Records from a collection:
================
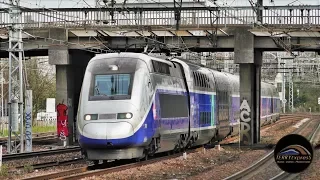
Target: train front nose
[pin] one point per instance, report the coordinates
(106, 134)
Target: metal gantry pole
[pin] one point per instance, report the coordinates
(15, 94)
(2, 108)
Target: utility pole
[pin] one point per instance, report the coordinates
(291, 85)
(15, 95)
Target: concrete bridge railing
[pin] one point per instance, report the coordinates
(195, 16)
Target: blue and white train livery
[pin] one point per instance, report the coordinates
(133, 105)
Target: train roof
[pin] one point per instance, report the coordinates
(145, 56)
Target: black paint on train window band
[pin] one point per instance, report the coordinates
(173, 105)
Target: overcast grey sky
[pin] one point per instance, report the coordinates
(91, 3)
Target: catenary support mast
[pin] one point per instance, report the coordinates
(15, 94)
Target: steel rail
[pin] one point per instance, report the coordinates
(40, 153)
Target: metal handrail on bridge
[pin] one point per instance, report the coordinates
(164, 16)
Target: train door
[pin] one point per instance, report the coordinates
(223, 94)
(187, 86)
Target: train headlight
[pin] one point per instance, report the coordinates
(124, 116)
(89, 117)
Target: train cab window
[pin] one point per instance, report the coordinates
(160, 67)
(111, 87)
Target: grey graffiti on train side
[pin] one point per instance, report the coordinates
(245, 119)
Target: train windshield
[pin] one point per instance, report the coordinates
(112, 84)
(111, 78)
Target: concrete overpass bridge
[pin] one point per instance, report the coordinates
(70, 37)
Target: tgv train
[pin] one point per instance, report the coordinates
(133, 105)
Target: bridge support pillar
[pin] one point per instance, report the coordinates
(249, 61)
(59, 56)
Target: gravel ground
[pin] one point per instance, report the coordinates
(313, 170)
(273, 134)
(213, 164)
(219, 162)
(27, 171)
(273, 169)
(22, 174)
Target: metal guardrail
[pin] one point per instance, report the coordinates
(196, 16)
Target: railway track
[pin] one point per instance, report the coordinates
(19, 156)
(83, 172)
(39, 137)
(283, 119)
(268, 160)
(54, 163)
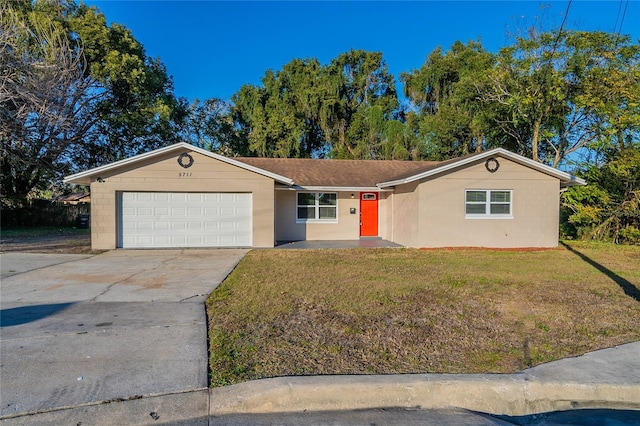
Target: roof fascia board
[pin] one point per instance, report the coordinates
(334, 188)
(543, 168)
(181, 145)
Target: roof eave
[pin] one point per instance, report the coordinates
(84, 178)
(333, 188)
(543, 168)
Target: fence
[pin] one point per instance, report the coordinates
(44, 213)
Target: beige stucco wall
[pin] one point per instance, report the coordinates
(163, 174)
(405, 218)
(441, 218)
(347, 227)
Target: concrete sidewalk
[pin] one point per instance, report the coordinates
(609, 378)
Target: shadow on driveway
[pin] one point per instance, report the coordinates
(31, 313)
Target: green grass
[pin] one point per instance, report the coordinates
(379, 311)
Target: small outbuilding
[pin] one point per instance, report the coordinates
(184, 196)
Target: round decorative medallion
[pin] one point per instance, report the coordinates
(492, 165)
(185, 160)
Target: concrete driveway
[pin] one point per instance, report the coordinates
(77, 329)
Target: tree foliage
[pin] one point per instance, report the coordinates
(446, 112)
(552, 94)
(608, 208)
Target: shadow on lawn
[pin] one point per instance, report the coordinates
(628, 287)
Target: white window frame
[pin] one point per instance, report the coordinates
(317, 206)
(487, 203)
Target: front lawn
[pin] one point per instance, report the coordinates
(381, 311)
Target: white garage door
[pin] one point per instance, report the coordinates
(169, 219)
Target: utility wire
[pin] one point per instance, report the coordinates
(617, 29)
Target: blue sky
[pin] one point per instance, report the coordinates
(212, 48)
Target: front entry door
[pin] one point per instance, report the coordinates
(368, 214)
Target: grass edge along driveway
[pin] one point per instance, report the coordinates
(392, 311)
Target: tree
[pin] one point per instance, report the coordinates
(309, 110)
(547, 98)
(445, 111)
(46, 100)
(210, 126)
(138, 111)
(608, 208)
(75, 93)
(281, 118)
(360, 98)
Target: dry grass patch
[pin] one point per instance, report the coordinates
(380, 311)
================
• _Work instructions_: Reproduce the records above exactly, leaving out every picture they contain.

• _Written solution_:
Target: train front nose
[pin] one point per instance, report the coordinates
(106, 134)
Target: metal gantry pole
[pin] one point per instance, report the coordinates
(15, 94)
(2, 108)
Target: utility pole
[pin] one point per instance, report the coordinates
(291, 85)
(15, 95)
Target: concrete bridge railing
[pin] one point per instance, report the coordinates
(195, 16)
Target: blue and white train livery
[pin] one point per instance, report the coordinates
(133, 105)
Target: train roof
[pin] one point per instance, report the coordinates
(145, 56)
Target: black paint on train window band
[pin] one point per instance, report the coordinates
(173, 105)
Target: overcast grey sky
[pin] one point per instance, report the coordinates
(91, 3)
Target: catenary support mast
[pin] one point per instance, report the coordinates
(15, 94)
Target: steel rail
[pin] one point per instance, report the coordinates
(40, 153)
Target: metal handrail on bridge
[pin] one point per instance, report the coordinates
(164, 16)
Target: train door
[pin] one point per instance, report the coordinates
(223, 94)
(187, 86)
Target: train headlight
[pin] one point per instance, report the coordinates
(124, 116)
(89, 117)
Target: train cab window
[pin] one point per instance, report the coordinates
(160, 67)
(111, 87)
Target: grey graffiti on train side
[pin] one point per instance, report the coordinates
(245, 119)
Target: train windshield
[pin] one point per instance, report the coordinates
(112, 84)
(111, 78)
Target: concrete overpass bridge
[pin] one point per instance, report the coordinates
(70, 37)
Target: tgv train
[pin] one point per instance, report the coordinates
(133, 105)
Target: bridge support pillar
[pin] one point per instance, report the coordinates
(249, 61)
(59, 56)
Target: gravel ground
[pin] one point per instance, report the coordinates
(313, 170)
(273, 134)
(213, 164)
(219, 162)
(27, 171)
(273, 169)
(22, 174)
Target: metal guardrail
[pin] one point per instance, report the coordinates
(196, 16)
Target: railway track
[pin] one point per instance, report the coordinates
(19, 156)
(83, 172)
(39, 137)
(283, 119)
(268, 160)
(54, 163)
Target: roof fascia board
[pin] one point per instance, report the coordinates
(334, 188)
(543, 168)
(181, 145)
Target: roof eave
[pin] one point per instance, report the coordinates
(84, 178)
(333, 188)
(543, 168)
Target: fence
[pin] one point per instance, report the coordinates
(44, 213)
Target: beige stucco wall
[pin] one point per instance, report the coordinates
(163, 174)
(405, 218)
(441, 218)
(347, 227)
Target: concrete sidewalk
[pin] one point per instance, report the coordinates
(609, 378)
Target: shadow on driveway
[pin] one point per instance, report the coordinates
(31, 313)
Target: green grass
[pin] one point per instance, report the coordinates
(379, 311)
Target: small outbuilding
[pin] one point per instance, report the coordinates
(184, 196)
Target: round decorative medallion
[pin] one point per instance, report the coordinates
(492, 165)
(185, 160)
Target: concrete driveway
[pin] one point per instance, report the coordinates
(77, 329)
Target: tree foliage
[pin] one point per instance, report the coordinates
(446, 112)
(552, 94)
(608, 208)
Target: shadow on lawn
[pin] one point per instance, report the coordinates
(628, 287)
Target: white window frame
[pin] one point per instance, report the coordinates
(317, 206)
(487, 203)
Target: front lawn
[pin] one point per instance, report the coordinates
(381, 311)
Target: white garage door
[pin] one point per instance, report the coordinates
(169, 219)
Target: utility wire
[pin] one point per instance, report the coordinates
(617, 29)
Target: blue sky
[pin] one point per instance, report the coordinates
(212, 48)
Target: front entry door
[pin] one point per instance, report the coordinates
(368, 214)
Target: grass edge along driveway
[pin] one point per instance, report the coordinates
(392, 311)
Target: tree
[pin] one point per instance, report the coordinates
(309, 110)
(547, 98)
(445, 111)
(46, 100)
(210, 126)
(138, 111)
(608, 208)
(75, 93)
(281, 118)
(360, 98)
Target: dry grass patch
[pin] one point per instance, report the coordinates
(380, 311)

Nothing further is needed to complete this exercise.